Labeling and segmentation records
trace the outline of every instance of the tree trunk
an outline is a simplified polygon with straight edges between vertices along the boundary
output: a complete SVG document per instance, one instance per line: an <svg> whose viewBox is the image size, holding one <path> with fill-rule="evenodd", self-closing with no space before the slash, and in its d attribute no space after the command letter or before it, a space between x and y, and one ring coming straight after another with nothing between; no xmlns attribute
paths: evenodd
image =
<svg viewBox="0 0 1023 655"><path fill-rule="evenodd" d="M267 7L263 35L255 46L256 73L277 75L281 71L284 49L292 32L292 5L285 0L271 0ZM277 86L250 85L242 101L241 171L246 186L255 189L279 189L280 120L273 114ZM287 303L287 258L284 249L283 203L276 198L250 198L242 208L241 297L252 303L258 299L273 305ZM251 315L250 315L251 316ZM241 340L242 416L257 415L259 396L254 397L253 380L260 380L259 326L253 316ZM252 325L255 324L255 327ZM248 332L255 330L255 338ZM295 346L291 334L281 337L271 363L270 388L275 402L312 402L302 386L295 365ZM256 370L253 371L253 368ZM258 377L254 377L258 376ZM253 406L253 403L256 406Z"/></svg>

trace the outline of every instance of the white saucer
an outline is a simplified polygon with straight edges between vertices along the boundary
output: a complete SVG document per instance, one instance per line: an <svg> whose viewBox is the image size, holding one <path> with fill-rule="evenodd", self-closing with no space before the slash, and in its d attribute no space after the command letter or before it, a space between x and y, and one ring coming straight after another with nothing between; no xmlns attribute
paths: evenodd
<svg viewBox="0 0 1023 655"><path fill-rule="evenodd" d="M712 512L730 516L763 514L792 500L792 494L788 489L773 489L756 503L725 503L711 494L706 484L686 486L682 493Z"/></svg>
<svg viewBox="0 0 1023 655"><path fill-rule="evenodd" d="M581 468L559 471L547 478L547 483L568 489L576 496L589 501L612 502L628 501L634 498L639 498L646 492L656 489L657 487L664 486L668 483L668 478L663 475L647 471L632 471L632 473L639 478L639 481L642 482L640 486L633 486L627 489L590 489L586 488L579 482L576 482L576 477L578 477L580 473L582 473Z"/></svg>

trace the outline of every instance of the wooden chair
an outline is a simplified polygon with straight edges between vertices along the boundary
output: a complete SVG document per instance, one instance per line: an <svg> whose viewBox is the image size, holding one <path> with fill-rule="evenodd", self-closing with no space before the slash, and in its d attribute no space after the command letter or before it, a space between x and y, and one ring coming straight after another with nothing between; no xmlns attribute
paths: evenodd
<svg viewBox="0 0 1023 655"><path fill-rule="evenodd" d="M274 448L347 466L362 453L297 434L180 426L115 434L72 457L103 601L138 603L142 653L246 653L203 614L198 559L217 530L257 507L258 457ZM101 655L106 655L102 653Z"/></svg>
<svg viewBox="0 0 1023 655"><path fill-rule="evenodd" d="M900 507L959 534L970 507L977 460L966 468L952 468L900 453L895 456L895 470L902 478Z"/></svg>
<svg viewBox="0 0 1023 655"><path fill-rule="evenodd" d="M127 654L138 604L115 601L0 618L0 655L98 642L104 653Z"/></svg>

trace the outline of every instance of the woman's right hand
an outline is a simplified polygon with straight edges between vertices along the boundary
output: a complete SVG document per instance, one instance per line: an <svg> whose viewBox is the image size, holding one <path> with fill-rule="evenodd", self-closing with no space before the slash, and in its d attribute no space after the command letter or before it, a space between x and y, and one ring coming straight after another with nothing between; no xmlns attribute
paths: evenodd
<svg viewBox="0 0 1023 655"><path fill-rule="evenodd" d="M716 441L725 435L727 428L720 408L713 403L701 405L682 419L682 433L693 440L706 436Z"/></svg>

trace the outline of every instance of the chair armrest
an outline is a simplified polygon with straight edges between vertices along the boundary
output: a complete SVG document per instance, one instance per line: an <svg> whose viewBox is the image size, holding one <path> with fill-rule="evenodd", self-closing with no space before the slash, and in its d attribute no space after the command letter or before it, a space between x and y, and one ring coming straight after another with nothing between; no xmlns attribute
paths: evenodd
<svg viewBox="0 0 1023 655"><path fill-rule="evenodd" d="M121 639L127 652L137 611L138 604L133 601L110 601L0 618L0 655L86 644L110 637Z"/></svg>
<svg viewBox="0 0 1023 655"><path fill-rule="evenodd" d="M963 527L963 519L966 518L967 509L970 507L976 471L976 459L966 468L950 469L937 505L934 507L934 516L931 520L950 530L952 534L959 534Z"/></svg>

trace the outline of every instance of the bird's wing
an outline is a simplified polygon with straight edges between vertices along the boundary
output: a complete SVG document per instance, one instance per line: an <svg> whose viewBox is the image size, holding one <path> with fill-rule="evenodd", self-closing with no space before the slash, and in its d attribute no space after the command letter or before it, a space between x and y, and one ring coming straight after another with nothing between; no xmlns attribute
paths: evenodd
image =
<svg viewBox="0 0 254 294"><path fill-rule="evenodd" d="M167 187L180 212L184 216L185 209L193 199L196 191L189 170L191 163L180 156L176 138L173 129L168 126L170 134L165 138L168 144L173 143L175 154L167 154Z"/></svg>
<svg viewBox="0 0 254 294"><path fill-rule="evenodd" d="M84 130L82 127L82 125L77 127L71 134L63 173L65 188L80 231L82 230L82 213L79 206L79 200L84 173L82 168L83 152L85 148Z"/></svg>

• [THE TASK]:
Convert the records above into a two-column CSV with the headers instruction and output, one row per record. Put each record's text under instruction and its full answer under output, with each value as a single quoted field and its line breaks replaced by spaces.

• [RESULT BELOW]:
instruction,output
"trace the outline of every instance of the tree trunk an outline is a simplified polygon with straight edges between vertices along the boundary output: a complete SVG document per instance, one instance per line: an <svg> whose viewBox is the image size, holding one <path> with fill-rule=""evenodd"", self-closing with no space before the slash, and in its d attribute no space after the command letter or before it, a space between x and y, and one ring coming straight after another with nothing between; no xmlns attribute paths: evenodd image =","<svg viewBox=""0 0 1023 655""><path fill-rule=""evenodd"" d=""M267 7L263 35L255 46L256 73L277 75L281 71L284 49L292 32L292 5L285 0L271 0ZM277 86L250 85L242 101L241 171L246 186L255 189L279 189L280 120L273 114ZM287 303L287 258L284 249L283 203L276 198L250 198L242 208L241 297L252 303L258 299L273 305ZM251 315L250 315L251 316ZM241 340L242 416L257 415L259 396L254 397L253 380L260 380L259 326L253 316ZM252 325L255 324L255 327ZM248 332L255 330L255 338ZM295 346L291 334L281 337L271 363L270 388L275 402L312 402L302 386L295 365ZM256 370L253 371L253 368ZM258 377L254 377L258 376ZM253 406L253 403L256 406Z""/></svg>"
"trace the outline of every instance of the white saucer an outline is a simplified polygon with straight edges between vertices along the boundary output: a complete SVG document per instance, one instance per line: an <svg> whose viewBox is the image size, holding one <path> with fill-rule=""evenodd"", self-closing with no space before the slash, and in its d attribute no space after the command letter or before it, a space between x and y, and one ring coming straight after another with nothing between; no xmlns attribute paths: evenodd","<svg viewBox=""0 0 1023 655""><path fill-rule=""evenodd"" d=""M712 512L730 516L763 514L792 500L792 494L788 489L773 489L756 503L725 503L711 494L706 484L686 486L682 493Z""/></svg> <svg viewBox=""0 0 1023 655""><path fill-rule=""evenodd"" d=""M581 468L559 471L547 478L547 483L568 489L576 496L589 501L612 502L628 501L634 498L639 498L646 492L656 489L657 487L664 486L668 483L668 478L663 475L647 471L632 471L632 473L639 478L639 481L642 482L640 486L633 486L627 489L590 489L586 488L579 482L576 482L576 477L578 477L580 473L582 473Z""/></svg>"
"trace the outline of every instance of the wooden chair an outline is a simplified polygon with straight edges between vertices along the boundary output: a complete SVG document per instance, one instance per line: an <svg> whose viewBox is the image size, holding one <path> with fill-rule=""evenodd"", self-closing with no space before the slash, and in its d attribute no space after the command letter or before it, a space between x and y, and one ring coming straight after another with nothing between; no xmlns attribute paths: evenodd","<svg viewBox=""0 0 1023 655""><path fill-rule=""evenodd"" d=""M274 448L347 466L362 453L297 434L180 426L115 434L72 457L103 601L138 603L142 653L246 653L203 614L198 559L217 530L257 507L258 457ZM101 655L106 655L102 653Z""/></svg> <svg viewBox=""0 0 1023 655""><path fill-rule=""evenodd"" d=""M900 507L959 534L970 507L977 460L966 468L952 468L900 453L895 456L895 470L902 478Z""/></svg> <svg viewBox=""0 0 1023 655""><path fill-rule=""evenodd"" d=""M127 654L138 604L115 601L0 618L0 655L98 642L104 653Z""/></svg>"
"trace the outline of every instance of the woman's right hand an outline is a simplified polygon with straight edges between vertices along the boundary output: a complete SVG document per instance, one instance per line: an <svg> whose viewBox is the image size, holding one <path> with fill-rule=""evenodd"", self-closing with no space before the slash, and in its d attribute no space after the command letter or before it, a space between x and y, and one ring coming straight after another with nothing between; no xmlns attribute paths: evenodd","<svg viewBox=""0 0 1023 655""><path fill-rule=""evenodd"" d=""M716 441L725 435L727 428L720 408L713 403L701 405L682 419L682 433L693 440L706 436Z""/></svg>"
"trace the outline of every instance of the chair armrest an outline is a simplified polygon with straight edges between vertices along the boundary output: a complete SVG document per instance, one instance per line: an <svg> whose viewBox is the image size, holding one <path> with fill-rule=""evenodd"", self-closing with no space before the slash, and in its d attribute no space after the command letter or before it, a space between x and y, and one ring coming straight after another with nothing between; no xmlns attribute paths: evenodd","<svg viewBox=""0 0 1023 655""><path fill-rule=""evenodd"" d=""M121 639L127 652L137 611L138 604L133 601L110 601L0 618L0 655L86 644L110 637Z""/></svg> <svg viewBox=""0 0 1023 655""><path fill-rule=""evenodd"" d=""M963 527L963 519L966 518L967 509L970 507L976 471L976 459L966 468L950 469L937 505L934 507L934 516L931 520L950 530L952 534L959 534Z""/></svg>"
"trace the outline of every instance of the bird's wing an outline is a simplified polygon with straight edges between vertices along the boundary output: a complete SVG document per instance, one instance per line: an <svg> whose viewBox is the image size, holding one <path> with fill-rule=""evenodd"", self-closing with no space before the slash, and in its d attribute no space after the command letter or before it, a space between x and y, and one ring coming straight after another with nothing between; no xmlns attribute paths: evenodd image =","<svg viewBox=""0 0 254 294""><path fill-rule=""evenodd"" d=""M167 187L180 212L184 216L185 209L193 199L196 191L189 170L191 163L180 156L176 138L173 129L168 126L170 134L165 138L168 144L173 143L175 154L167 154Z""/></svg> <svg viewBox=""0 0 254 294""><path fill-rule=""evenodd"" d=""M84 130L82 127L82 125L77 127L71 134L63 173L65 188L80 231L82 230L82 213L79 206L79 200L84 173L82 168L83 152L85 148Z""/></svg>"